WHAT YOU NEED TO DO ▸
Copy the lines below word for word, leaving out the pictures.

Start of GIVEN INFORMATION

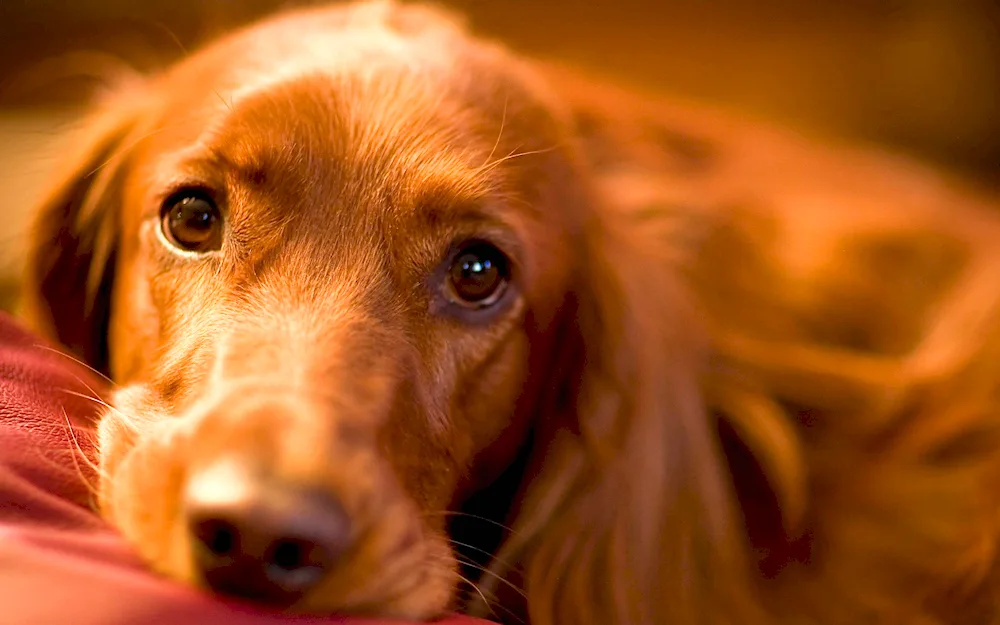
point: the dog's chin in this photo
(144, 469)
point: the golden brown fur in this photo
(754, 378)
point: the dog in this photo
(388, 305)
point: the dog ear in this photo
(628, 513)
(69, 272)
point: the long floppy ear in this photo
(71, 253)
(630, 518)
(629, 515)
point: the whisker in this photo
(506, 528)
(482, 551)
(76, 360)
(503, 121)
(91, 488)
(96, 400)
(499, 578)
(125, 148)
(514, 154)
(486, 601)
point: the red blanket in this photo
(59, 563)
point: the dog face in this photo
(339, 240)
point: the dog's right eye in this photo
(191, 221)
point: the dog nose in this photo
(259, 541)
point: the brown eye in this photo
(478, 275)
(192, 222)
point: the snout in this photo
(262, 540)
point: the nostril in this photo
(295, 564)
(219, 537)
(259, 540)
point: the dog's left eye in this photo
(192, 222)
(478, 275)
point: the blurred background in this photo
(918, 76)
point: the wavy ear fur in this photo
(629, 515)
(70, 269)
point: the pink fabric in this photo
(59, 563)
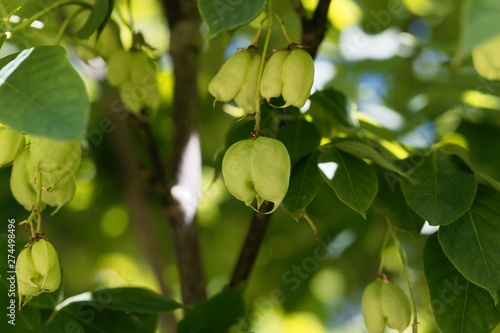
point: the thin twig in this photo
(251, 246)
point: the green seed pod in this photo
(46, 262)
(396, 306)
(22, 180)
(272, 78)
(384, 303)
(298, 78)
(60, 195)
(28, 278)
(11, 144)
(247, 96)
(231, 76)
(56, 160)
(257, 169)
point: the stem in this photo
(283, 29)
(251, 247)
(46, 10)
(261, 70)
(3, 38)
(257, 35)
(381, 264)
(405, 276)
(67, 21)
(313, 226)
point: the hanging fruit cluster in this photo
(384, 303)
(43, 173)
(37, 270)
(45, 169)
(258, 169)
(134, 73)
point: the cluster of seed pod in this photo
(48, 165)
(37, 270)
(288, 73)
(237, 79)
(134, 73)
(384, 303)
(257, 170)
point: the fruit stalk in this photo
(261, 70)
(405, 276)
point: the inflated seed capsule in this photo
(231, 76)
(11, 144)
(247, 96)
(46, 262)
(396, 306)
(22, 180)
(272, 78)
(298, 78)
(28, 278)
(384, 303)
(55, 159)
(63, 193)
(257, 170)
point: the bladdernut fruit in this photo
(257, 169)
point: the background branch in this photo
(314, 29)
(313, 32)
(185, 42)
(138, 204)
(251, 247)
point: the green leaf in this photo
(99, 16)
(352, 179)
(390, 202)
(479, 23)
(215, 315)
(362, 150)
(334, 104)
(441, 189)
(96, 318)
(111, 310)
(458, 305)
(300, 137)
(222, 15)
(42, 94)
(305, 181)
(136, 300)
(473, 242)
(482, 177)
(11, 6)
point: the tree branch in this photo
(251, 247)
(139, 206)
(313, 30)
(184, 22)
(313, 33)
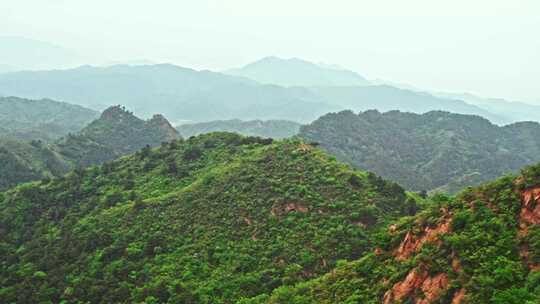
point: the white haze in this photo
(489, 48)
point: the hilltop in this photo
(264, 128)
(433, 151)
(212, 219)
(115, 133)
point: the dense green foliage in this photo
(433, 151)
(41, 119)
(276, 129)
(117, 132)
(212, 219)
(487, 254)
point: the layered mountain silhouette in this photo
(41, 119)
(268, 128)
(188, 95)
(433, 151)
(116, 133)
(297, 72)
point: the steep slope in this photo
(116, 133)
(21, 162)
(297, 72)
(433, 151)
(269, 129)
(212, 219)
(41, 119)
(481, 247)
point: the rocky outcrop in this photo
(418, 286)
(459, 296)
(412, 243)
(530, 209)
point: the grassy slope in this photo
(207, 220)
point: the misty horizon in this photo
(486, 48)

End of GIVEN INFORMATION

EXPECTED ANSWER ▸
point: the dog's chin in this photo
(144, 469)
point: the golden brown fur in this photo
(754, 378)
point: the dog in this photo
(388, 305)
point: the dog ear in this photo
(628, 513)
(69, 272)
point: the long floppy ear in this photo
(71, 253)
(630, 518)
(629, 515)
point: the whisker in this photo
(506, 528)
(482, 551)
(76, 360)
(503, 121)
(91, 488)
(96, 400)
(499, 578)
(125, 148)
(514, 154)
(486, 601)
point: the red blanket in this photo
(59, 563)
point: the dog face in this photo
(339, 240)
point: the dog's right eye in this photo
(191, 221)
point: the dog nose in this photo
(259, 541)
point: the brown eye in this photo
(478, 275)
(192, 222)
point: the snout in this photo
(262, 540)
point: the nostril in this photo
(295, 564)
(219, 537)
(259, 540)
point: the dog's left eye in this photo
(192, 222)
(478, 275)
point: the blurred background in this photo
(918, 76)
point: the wavy ear fur in this photo
(629, 515)
(70, 269)
point: the pink fabric in this photo
(59, 563)
point: the thin twig in this photo
(251, 246)
point: the green seed pod in this photo
(46, 262)
(396, 306)
(22, 180)
(272, 78)
(384, 303)
(298, 78)
(60, 195)
(28, 278)
(11, 144)
(247, 96)
(231, 76)
(56, 160)
(257, 169)
point: the stem in this photo
(283, 29)
(251, 247)
(46, 10)
(261, 70)
(3, 38)
(257, 35)
(381, 264)
(405, 276)
(67, 21)
(313, 226)
point: the hanging fruit cluster in this photo
(384, 303)
(43, 173)
(37, 270)
(45, 169)
(258, 169)
(134, 73)
point: the cluster of seed pod in this photo
(48, 165)
(37, 270)
(288, 73)
(237, 79)
(134, 73)
(384, 303)
(257, 170)
point: the fruit stalk in this photo
(261, 70)
(405, 276)
point: the inflated seed capsule in this photo
(231, 76)
(11, 144)
(247, 96)
(46, 262)
(396, 306)
(22, 180)
(272, 78)
(298, 78)
(28, 278)
(384, 303)
(55, 159)
(63, 193)
(257, 170)
point: the bladdernut fruit in this photo
(257, 169)
point: the background branch in this photo
(314, 29)
(313, 32)
(185, 42)
(138, 204)
(251, 247)
point: the green leaf in this photo
(99, 16)
(352, 179)
(390, 202)
(479, 23)
(215, 315)
(362, 150)
(334, 104)
(441, 189)
(96, 318)
(111, 310)
(458, 305)
(300, 137)
(222, 15)
(42, 94)
(305, 181)
(136, 300)
(473, 242)
(482, 177)
(11, 6)
point: the tree branch in this photo
(251, 247)
(139, 206)
(313, 30)
(184, 22)
(313, 33)
point: the white haze in this photo
(489, 48)
point: the hilltop in this photo
(264, 128)
(433, 151)
(212, 219)
(115, 133)
point: the dense green foliage in this photo
(433, 151)
(41, 119)
(276, 129)
(117, 132)
(212, 219)
(487, 254)
point: the layered mountain silhouette in this photo
(41, 119)
(268, 128)
(188, 95)
(433, 151)
(116, 133)
(297, 72)
point: the steep slope in this photo
(116, 133)
(21, 162)
(297, 72)
(433, 151)
(269, 129)
(212, 219)
(41, 119)
(481, 247)
point: the rocky outcrop in this photo
(418, 286)
(459, 296)
(412, 243)
(530, 209)
point: the grassy slope in this photo
(207, 220)
point: the misty horizon in this photo
(486, 48)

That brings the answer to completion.